More than a thousand abortion opponents flock to Raleigh
By L.A. Williams, Correspondent
Christian Action League
January 21, 2014
The two days leading up to Sanctity of Life Sunday on Jan. 19 brought both good news and bad to the pro-life movement in the Tar Heel state.
Late on Friday, a judge ruled that the ultrasound provision of the Woman’s Right to Know law passed in 2011, which would require a medical provider to describe the baby’s image as it appears on the monitor, violates constitutional free-speech rights.
“Sadly and ironically, the baby being viewed via an ultrasound has no speech. He cannot speak for himself, so it’s hard to see how allowing a medical professional to describe him is a violation of free speech,” said the Rev. Mark Creech, executive director of the Christian Action League. “Moreover, when did it become a free speech issue to require a healthcare provider to tell a patient the truth? The state needs to appeal this ruling.”

Records supplied:
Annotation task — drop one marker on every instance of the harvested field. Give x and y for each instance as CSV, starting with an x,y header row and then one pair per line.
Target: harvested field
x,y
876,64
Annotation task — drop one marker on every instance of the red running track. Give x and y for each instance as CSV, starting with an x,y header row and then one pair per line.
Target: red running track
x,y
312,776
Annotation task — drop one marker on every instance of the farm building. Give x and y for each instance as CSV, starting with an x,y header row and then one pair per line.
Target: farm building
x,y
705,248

The problem: Continue the article about abortion opponents gathering in Raleigh, starting after its last paragraph.

Response to this task:
U.S. District Judge Catherine Eagles, who had issued an injunction against that specific portion of the law before it was ever implemented, wrote in her decision that, “The state has not established that the speech-and-display provision directly advances a substantial state interest in regulating health care, especially when the state does not require the patient to receive the message and the patient takes steps to avoid receipt of the message.”
She further called the information, an “ideological message in favor of carrying a pregnancy to term” and said states cannot make a healthcare provider deliver their message.
But Rep. Paul Stam (R-Wake) pointed out that nothing in the law would require a doctor to “say anything that is not truthful or that is misleading.”
While the American Civil Liberties Union, which had joined Planned Parenthood and the Center for Reproductive Rights in the lawsuit, had claimed the Woman’s Right to Know Law would interfere with the doctor-patient relationship, supporters of the law, which passed via a bipartisan override of then-Gov. Bev Perdue’s veto, wanted to make sure women were fully informed before making a decision regarding abortion.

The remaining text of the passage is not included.